▸ **Exercise**
Reproduce the whole listing, keeping each word unchanged.

::::::::::

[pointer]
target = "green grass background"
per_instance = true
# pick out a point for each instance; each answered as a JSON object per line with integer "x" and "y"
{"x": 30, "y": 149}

::::::::::

▸ **Task output**
[pointer]
target = "green grass background"
per_instance = true
# pick out a point for each instance; each answered as a JSON object per line with integer "x" and "y"
{"x": 30, "y": 149}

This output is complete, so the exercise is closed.